**Directions**
Print exactly the line with "of the fence" and every line after it, through the final line of the material below.

**Input**

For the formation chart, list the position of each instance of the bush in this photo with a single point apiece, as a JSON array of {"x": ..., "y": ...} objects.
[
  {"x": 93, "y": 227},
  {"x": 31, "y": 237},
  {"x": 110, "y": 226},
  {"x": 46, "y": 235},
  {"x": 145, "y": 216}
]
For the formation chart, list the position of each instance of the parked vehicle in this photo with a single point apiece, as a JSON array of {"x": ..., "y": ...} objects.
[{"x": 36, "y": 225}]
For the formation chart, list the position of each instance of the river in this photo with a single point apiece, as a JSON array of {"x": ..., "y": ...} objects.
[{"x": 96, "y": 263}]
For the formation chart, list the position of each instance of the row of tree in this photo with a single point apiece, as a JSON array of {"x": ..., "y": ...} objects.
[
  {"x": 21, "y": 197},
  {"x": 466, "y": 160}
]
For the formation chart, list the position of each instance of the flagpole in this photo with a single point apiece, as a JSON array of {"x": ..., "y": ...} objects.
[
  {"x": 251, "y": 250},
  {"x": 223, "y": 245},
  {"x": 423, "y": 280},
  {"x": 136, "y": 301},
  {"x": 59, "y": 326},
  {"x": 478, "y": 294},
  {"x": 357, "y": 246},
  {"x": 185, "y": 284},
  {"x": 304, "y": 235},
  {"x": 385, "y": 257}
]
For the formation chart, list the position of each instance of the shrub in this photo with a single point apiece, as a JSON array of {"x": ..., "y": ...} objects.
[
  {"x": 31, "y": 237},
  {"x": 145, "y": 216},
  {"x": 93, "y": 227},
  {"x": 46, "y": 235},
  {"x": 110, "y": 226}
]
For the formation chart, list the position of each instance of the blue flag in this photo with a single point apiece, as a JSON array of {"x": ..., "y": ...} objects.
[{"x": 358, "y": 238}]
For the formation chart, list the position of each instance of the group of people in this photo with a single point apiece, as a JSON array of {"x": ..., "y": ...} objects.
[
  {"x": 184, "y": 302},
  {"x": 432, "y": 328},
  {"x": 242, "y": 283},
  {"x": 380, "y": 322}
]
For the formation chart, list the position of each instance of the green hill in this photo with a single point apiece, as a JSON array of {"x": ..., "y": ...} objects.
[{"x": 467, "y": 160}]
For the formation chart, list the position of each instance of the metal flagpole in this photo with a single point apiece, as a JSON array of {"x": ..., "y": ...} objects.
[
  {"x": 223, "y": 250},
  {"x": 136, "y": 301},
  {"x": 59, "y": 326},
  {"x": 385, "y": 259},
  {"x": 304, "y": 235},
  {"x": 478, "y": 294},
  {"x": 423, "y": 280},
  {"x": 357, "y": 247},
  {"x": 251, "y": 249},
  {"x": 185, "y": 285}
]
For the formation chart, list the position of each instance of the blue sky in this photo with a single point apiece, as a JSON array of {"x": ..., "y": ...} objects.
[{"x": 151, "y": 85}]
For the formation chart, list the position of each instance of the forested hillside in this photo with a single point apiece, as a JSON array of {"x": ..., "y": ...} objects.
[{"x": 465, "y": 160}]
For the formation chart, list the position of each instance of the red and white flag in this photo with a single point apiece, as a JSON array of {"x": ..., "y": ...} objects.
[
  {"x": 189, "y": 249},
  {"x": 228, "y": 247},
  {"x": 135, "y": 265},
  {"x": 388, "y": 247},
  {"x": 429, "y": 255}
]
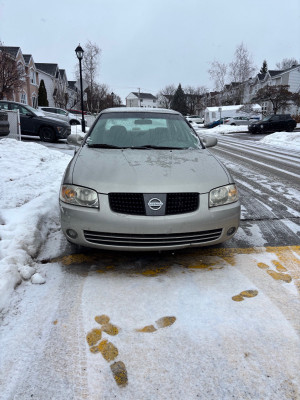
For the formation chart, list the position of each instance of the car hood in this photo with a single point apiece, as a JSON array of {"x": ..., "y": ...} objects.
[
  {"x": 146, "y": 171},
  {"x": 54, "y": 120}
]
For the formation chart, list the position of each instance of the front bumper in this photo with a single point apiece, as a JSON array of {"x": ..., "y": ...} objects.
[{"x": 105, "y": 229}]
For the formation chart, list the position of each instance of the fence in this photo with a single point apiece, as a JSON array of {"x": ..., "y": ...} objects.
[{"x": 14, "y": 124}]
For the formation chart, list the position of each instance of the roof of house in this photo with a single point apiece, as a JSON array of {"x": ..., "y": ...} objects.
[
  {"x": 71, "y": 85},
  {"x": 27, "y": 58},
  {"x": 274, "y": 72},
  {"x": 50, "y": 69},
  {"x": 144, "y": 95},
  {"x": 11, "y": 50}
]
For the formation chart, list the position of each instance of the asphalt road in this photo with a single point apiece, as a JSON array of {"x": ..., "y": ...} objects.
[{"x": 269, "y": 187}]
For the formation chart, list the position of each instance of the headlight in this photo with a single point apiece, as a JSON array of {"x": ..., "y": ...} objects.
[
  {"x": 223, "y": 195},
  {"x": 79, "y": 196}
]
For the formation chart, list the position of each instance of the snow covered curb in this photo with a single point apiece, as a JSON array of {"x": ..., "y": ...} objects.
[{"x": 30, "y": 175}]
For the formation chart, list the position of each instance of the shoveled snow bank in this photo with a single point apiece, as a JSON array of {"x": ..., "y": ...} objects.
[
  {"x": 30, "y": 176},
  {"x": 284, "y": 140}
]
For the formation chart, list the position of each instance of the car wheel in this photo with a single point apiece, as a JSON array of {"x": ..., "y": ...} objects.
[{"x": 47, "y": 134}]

**Task answer**
For the formation chart, list the position of each instance of the fence in this photo with a single point apiece, as a JSON array of {"x": ..., "y": ...} objects.
[{"x": 14, "y": 124}]
For the formation chart, list the position of each instance of the roof of house in this photo with a single point apiece, as a JSON array of {"x": ..., "y": ...} objects.
[
  {"x": 71, "y": 85},
  {"x": 27, "y": 58},
  {"x": 274, "y": 72},
  {"x": 50, "y": 69},
  {"x": 144, "y": 95},
  {"x": 11, "y": 50}
]
For the formation chart, list the position of each instance of the asphalt road in this photo with a single point apiece, as a JSON array of {"x": ..., "y": ...} objects.
[{"x": 269, "y": 187}]
For the formation chart, list the position of each instance of the headlight in this photo with a single point apiece, as a JSON array of {"x": ..., "y": ...} objects.
[
  {"x": 223, "y": 195},
  {"x": 79, "y": 196}
]
For the formation chart, list the position of each instance of the snow covered curb in this photo with a single point apiece, as a JSON array of {"x": ..., "y": ...} objects.
[{"x": 30, "y": 175}]
For the formation chart, list the position of each instance of the shoveled snow bank in this photo with a single point apiece, as a JSON array of {"x": ..., "y": ...} objects.
[
  {"x": 30, "y": 176},
  {"x": 284, "y": 140}
]
For the formation chart, list the position of each instance of the car wheel in this photo with a single point apiece, as a JSON array of {"x": ..., "y": ...} objects.
[{"x": 47, "y": 134}]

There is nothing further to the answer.